══ Textauszug ══

Kunst aus Beton Meerbuscher Künstlerin lässt Oma Elfriede wieder strahlen
Osterath. · Bereits zum zweiten Mal wurde die Betonfigur in Thüringen schwer beschädigt. In der Osterather Werkstatt von Bärbel Kolberg wird sie nun in Handarbeit repariert. Die Künstlerin hatte sie vor rund zwölf Jahren erschaffen.
Eine schwere Krankheit konnte bei Oma Elfriede nicht festgestellt werden. Trotzdem kam die Betonfigur aus dem thüringischen Eberstedt jetzt zur Kur nach Meerbusch.
„Sie ist unsere Rekonvaleszentin“, erklärt Bärbel Kolberg. Die Künstlerin hat die Figur vor rund zwölf Jahren in der Osterather Werkstatt „Kunst aus Beton“ erschaffen und ihr damit Leben eingehaucht. „In liebevoller Handarbeit“, betont Bärbel Kolberg. Sie weiß, dass ihr zum Maskottchen der Eberstedter gewordenes Kunstwerk im Weimarer Land, wo es gelassen auf einer Bank sitzt, gut aufgehoben ist.
„Sie wird mindestens 100 Mal am Tag fotografiert“, erzählt Eberstedts Bürgermeister Hans-Otto Sulze. Schließlich gehört Oma Elfriede seit 2009 zur Gemeinde und bekam sogar im Frühjahr aus Solidarität in Corona-Zeiten auch eine Mund-Nasen-Maske aufgesetzt. Groß war deshalb der Schock, als Ende Juni Randalierer durch die Ilm-Gemeinde zogen, vieles verwüsteten und als prominentestes Opfer die schwer beschädigte Beton-Oma unter dem Schild am Ortseingang zurückließen. Und es war nicht das erste Mal, dass Oma Elfriede Gewalt angetan wurde. Bereits im Jahr 2015 hatte sie Trümmerbruchstellen am Körper und wurde ebenfalls von Bärbel Kolberg aufwendig repariert. Wie bereits damals packte der Eberstedter Bürgermeister auch diesmal wieder die gut drei Zentner schwere Figur in sein Auto und transportierte sie die rund 450 Kilometer von Thüringen nach Osterath.
„Wir stellten fest, dass die Figur komplett durchfeuchtet war und noch mehr Gewicht hatte“, erzählt Bärbel Kolberg. Also musste Elfriede erst trockengelegt werden: „Sie wurde dafür angebohrt, und dann wurde mit einem Schlauch das Wasser abgelassen.“ Um das Wasser nicht in den Schoß der Figur laufen zu lassen, wurde dort ein dicker Putzlappen deponiert.

═══

*Was zu tun ist:*
a – Beantworte zum Bericht über Oma Elfriede die folgenden Fragen:
(i) Vor wie vielen Jahren hat Bärbel Kolberg die Figur erschaffen?
(ii) Wie oft am Tag wird die Figur laut Eberstedts Bürgermeister mindestens fotografiert?
(iii) In welchem Jahr wurde die Figur schon einmal von Bärbel Kolberg repariert?
b – Wie könnte der Bericht über die Reparatur von Oma Elfriede weitergehen? Setze ihn nach seinem letzten Satz mit einigen Sätzen fort.

══ Datenauszüge ══

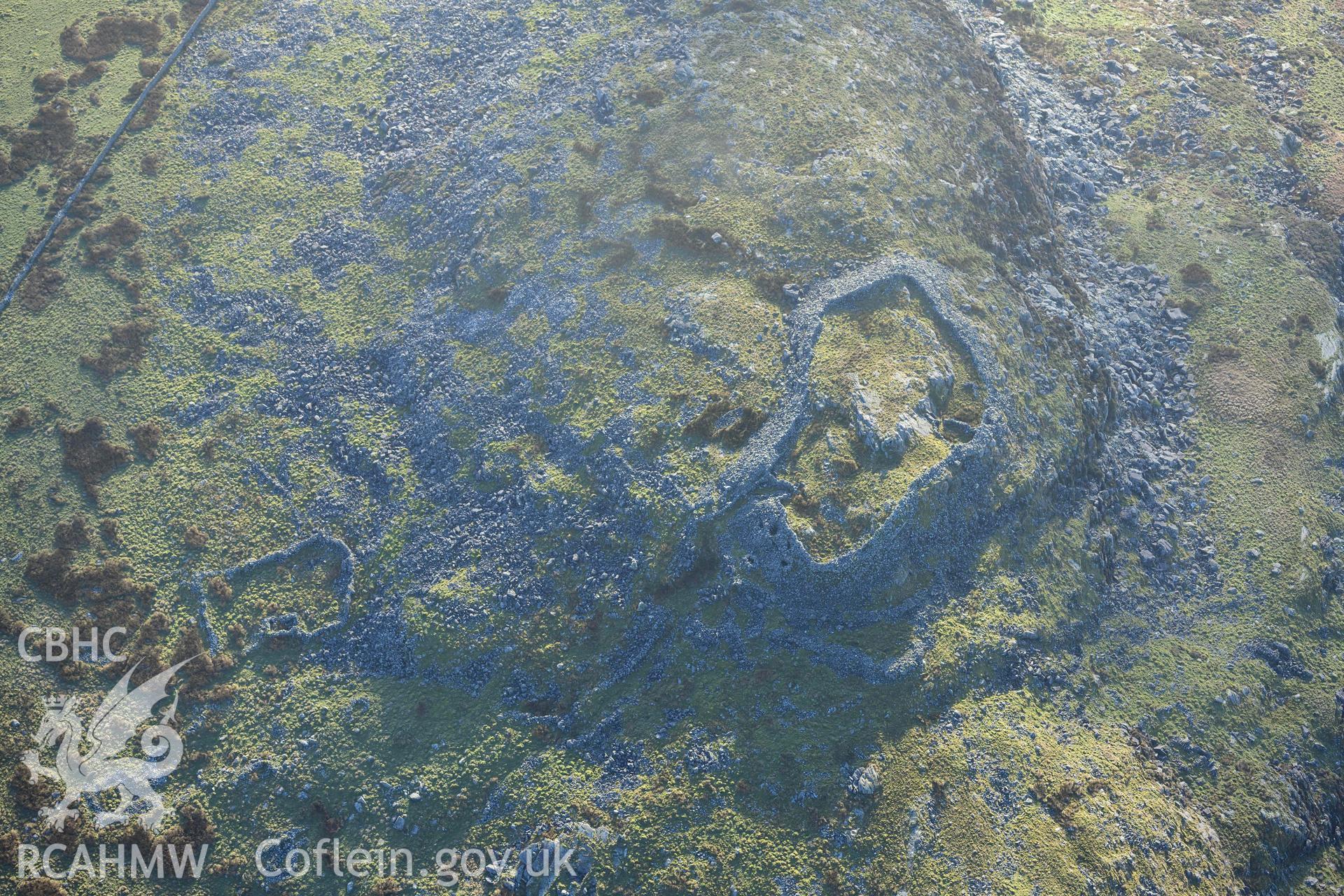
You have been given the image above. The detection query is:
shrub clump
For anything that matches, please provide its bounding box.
[1180,262,1214,286]
[60,416,132,500]
[60,12,164,62]
[79,316,155,379]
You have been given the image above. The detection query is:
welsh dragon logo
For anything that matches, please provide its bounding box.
[22,657,195,830]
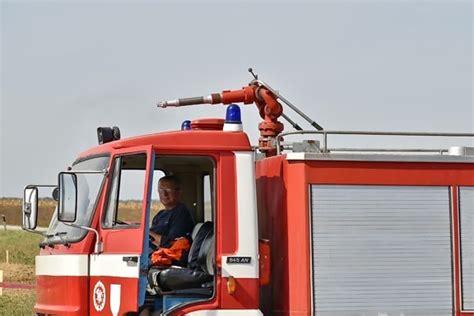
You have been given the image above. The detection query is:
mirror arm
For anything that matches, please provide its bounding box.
[22,227,46,237]
[63,222,104,254]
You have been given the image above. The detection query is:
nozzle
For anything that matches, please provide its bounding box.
[157,93,222,108]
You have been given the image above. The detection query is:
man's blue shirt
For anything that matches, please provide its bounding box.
[150,203,194,248]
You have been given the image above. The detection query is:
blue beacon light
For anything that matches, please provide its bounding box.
[223,104,243,132]
[181,120,191,131]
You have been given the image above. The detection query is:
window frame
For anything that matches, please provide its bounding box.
[100,151,148,230]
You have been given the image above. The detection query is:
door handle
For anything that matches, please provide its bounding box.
[122,256,138,263]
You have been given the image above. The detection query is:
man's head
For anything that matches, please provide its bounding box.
[158,176,181,210]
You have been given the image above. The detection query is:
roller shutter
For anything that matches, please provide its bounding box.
[459,187,474,311]
[311,185,453,316]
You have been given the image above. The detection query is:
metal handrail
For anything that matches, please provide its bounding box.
[276,130,474,155]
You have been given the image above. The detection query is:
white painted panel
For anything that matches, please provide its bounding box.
[311,185,453,316]
[222,152,259,278]
[186,309,263,316]
[35,255,89,276]
[90,254,140,278]
[459,187,474,311]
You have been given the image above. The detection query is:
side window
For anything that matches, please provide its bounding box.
[203,174,213,222]
[459,187,474,311]
[103,154,146,228]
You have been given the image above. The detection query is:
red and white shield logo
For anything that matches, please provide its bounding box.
[92,281,106,312]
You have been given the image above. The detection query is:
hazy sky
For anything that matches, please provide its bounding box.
[0,1,474,197]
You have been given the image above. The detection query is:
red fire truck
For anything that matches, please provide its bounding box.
[23,74,474,316]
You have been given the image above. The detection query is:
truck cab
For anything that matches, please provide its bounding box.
[24,119,260,315]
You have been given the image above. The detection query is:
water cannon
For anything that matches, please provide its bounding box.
[157,68,323,157]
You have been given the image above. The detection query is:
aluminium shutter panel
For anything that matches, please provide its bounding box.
[459,187,474,311]
[311,185,453,316]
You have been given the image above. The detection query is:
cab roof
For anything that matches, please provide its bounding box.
[79,130,252,159]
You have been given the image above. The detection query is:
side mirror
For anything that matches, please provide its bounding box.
[22,185,38,230]
[58,172,77,223]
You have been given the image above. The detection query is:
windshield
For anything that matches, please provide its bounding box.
[44,157,109,244]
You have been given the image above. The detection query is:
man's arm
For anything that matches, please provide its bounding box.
[150,230,161,247]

═══

*Lösungen je Aufgabe:*
a –
(i) Vor rund zwölf Jahren.
(ii) Mindestens 100 Mal.
(iii) Im Jahr 2015.

b –
Die kleine Enkelin der Künstlerin machte das Prozedere übrigens traurig: „Die Oma hat Aua und viel geweint“, meint sie. So langsam aber werden die Wunden ausgebessert, die defekten Stellen im Gesicht repariert, Nase, Oberlippe und Haare wieder aufgebaut und alles neu bemalt: „Oma Elfriede hat sich auch neue Zähne ausgesucht. Aber es dauert noch einige Wochen, bis die Kur beendet ist.“
In Kolbergs Werkstatt
hält sich ein buntes Völkchen auf
Langweilig wird es Elfriede im Osterather Atelier bis dahin sicher nicht. Verbrachte sie ihre erste Kur vor fünf Jahren noch in Gesellschaft von Elvis Presley, so kann sie jetzt auf geistlichen Beistand hoffen. Denn in unmittelbarer Nähe steht neben einer genüsslich mit der Katze schmusenden Marktfrau auch Don Camillo. „Er wurde vom Fußballverein SUS 1920 Bad Westernkotten bestellt und passt jetzt hier auf, dass Oma Elfriede nicht nochmal geschlagen wird“, erzählt Bärbel Kolberg lachend.
In ihrer Werkstatt hält sich ein buntes Völkchen auf – lebensechte Figuren, bis ins kleinste Detail: „Wer sie sieht, muss oft zweimal hinschauen, um festzustellen, dass es Kunst aus Beton und kein Lebewesen ist.“ Geliebt werden sie überall und deshalb war in Eberstedt nicht nur das Entsetzen nach der Zerstörung groß – die Anteilnahme an Elfriedes Schicksal zeigt sich durch eine große Spendenbereitschaft. „Sogar aus der Kreisstadt haben sich Menschen gemeldet. Die Gemeindekasse bleibt auf jeden Fall unberührt“, betont Bürgermeister Hans-Otto Sulze. Die genauen Kosten für die Reparatur stehen noch nicht fest, sie werden aber wohl auf jeden Fall im vierstelligen Bereich liegen. Trotzdem wird in Eberstedt gefeiert, wenn Oma Elfriede endlich wieder auf ihrer Bank am Ortseingang sitzt.